▶ _Recorded data_:
· · · ·
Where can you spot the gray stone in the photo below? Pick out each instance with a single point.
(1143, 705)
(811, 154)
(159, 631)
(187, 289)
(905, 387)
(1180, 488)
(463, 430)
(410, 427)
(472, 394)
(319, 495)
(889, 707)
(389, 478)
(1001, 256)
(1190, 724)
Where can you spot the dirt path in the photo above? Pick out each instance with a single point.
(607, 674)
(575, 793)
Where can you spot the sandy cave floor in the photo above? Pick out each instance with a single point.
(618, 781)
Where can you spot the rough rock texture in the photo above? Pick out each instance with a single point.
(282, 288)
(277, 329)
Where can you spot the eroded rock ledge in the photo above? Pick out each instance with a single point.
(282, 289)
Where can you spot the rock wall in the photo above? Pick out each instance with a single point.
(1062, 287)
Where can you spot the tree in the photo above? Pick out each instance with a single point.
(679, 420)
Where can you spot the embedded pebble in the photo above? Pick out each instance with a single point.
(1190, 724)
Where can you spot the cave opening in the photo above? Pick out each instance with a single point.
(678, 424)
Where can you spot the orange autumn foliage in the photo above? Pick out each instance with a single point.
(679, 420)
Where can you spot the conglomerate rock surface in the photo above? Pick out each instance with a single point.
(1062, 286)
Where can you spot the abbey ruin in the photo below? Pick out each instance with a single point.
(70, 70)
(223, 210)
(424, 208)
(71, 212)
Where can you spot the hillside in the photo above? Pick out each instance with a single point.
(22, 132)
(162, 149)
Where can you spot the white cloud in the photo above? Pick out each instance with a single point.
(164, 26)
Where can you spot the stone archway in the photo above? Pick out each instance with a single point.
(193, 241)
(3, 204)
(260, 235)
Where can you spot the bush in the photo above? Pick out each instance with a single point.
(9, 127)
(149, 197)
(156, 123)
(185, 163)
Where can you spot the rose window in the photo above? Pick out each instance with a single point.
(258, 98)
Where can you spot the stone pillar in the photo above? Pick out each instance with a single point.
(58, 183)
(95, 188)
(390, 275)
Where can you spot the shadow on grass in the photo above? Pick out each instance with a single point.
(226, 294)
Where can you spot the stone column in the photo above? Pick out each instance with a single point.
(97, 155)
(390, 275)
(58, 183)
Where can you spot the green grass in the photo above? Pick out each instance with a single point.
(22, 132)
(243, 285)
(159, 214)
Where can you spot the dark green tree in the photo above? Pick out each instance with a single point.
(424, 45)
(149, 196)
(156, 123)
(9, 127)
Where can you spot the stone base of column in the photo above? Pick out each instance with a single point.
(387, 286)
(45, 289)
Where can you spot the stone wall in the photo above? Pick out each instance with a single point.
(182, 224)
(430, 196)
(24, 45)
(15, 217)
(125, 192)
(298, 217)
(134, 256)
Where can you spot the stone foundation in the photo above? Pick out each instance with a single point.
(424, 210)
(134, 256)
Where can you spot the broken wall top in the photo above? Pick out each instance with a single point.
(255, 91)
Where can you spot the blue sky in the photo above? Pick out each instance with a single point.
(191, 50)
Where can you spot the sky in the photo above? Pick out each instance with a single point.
· · · ·
▶ _Exercise details_: Rewrite all of the records above, changing every "instance" to "occurrence" and leaving everything else unchanged.

▶ _Result of this task_:
Where can you spot the gray stone in the photo below? Pick out each occurrence with a single point.
(1143, 705)
(811, 154)
(159, 631)
(187, 289)
(905, 387)
(1180, 488)
(463, 430)
(410, 427)
(472, 394)
(319, 495)
(889, 707)
(389, 478)
(1001, 256)
(1190, 724)
Where can you spot the dirt path in the photo above? Pick out each occurrence with a single point.
(607, 674)
(575, 793)
Where can you spot the sandy cave floor in the photo above? Pick out each occurrence with a single point.
(618, 781)
Where can you spot the rough rock texture in the photo above? Pick out each occurrence with a single point.
(282, 288)
(277, 329)
Where can you spot the eroded rock ledge in the photo above? Pick out each occurrence with a single point.
(282, 289)
Where can you spot the rock wall in the photo above? Pick out each occurrence with a single point.
(1062, 287)
Where can you spot the tree in the photo above? Pick out each occurrence with a single point.
(679, 420)
Where can you spot the embedded pebble in the photo above? Pick out each occurrence with a single point.
(1190, 724)
Where can you spot the cave opening in the photo above? Pick out each occurrence with a single point.
(678, 424)
Where can you spot the orange autumn foliage in the photo above? Pick out each occurrence with a single point.
(679, 420)
Where can you spot the conglomerate rock surface in the photo above? Pick out each occurrence with a single point.
(1062, 286)
Where can you spot the abbey ruin in the photo below? Pick out each occurrence with a single point.
(70, 70)
(223, 210)
(424, 208)
(71, 212)
Where can you spot the hillside in the photo above? Pick out each occurrence with a single point.
(22, 132)
(162, 149)
Where can you spot the white cloud in the photo above? Pick out each occurrence with a single point.
(164, 26)
Where can you spot the stone archway in the photo above? Pick out each occurrence with a single point.
(193, 241)
(3, 204)
(260, 235)
Where can you spot the bush in the photo above? Pick out each occurrence with a single point.
(9, 127)
(149, 197)
(156, 123)
(185, 163)
Where can you spot the rose window in the photo above? Pick out each occurrence with a single point.
(258, 98)
Where can you spot the stone pillar in the photo above? Pick out each occurrence with a single point.
(58, 183)
(95, 188)
(390, 275)
Where can you spot the shadow on grass in the photo above? Pick out each occurrence with a single point.
(226, 294)
Where can you spot the stone column in the photo above? Pick out each occurrence with a single point.
(97, 155)
(390, 275)
(58, 183)
Where can you spot the green grass in the photo above? Pick out each occurrence with a single point.
(22, 132)
(243, 285)
(159, 214)
Where can you spot the dark green tree in the photo above? Pick out each occurrence with a single point.
(424, 45)
(149, 196)
(156, 123)
(9, 127)
Where can you spot the stone base of column in the photo above? Pick out each occurrence with a single point.
(387, 286)
(45, 289)
Where can you spot the stone wall in the photo above? Pick out each occurrence with a single point.
(182, 224)
(430, 196)
(24, 45)
(15, 217)
(125, 192)
(298, 217)
(134, 256)
Where can you spot the stone foundation in the photo above? Pick out each occurrence with a single point.
(424, 210)
(134, 256)
Where can you spot the broken wall top in the photo above? Pick out each occurrence with a single point.
(255, 91)
Where can you spot the blue sky in the photo above? Pick out each occurrence with a single point.
(191, 50)
Where can you spot the sky in the photo above? Pick out each occurrence with a single point.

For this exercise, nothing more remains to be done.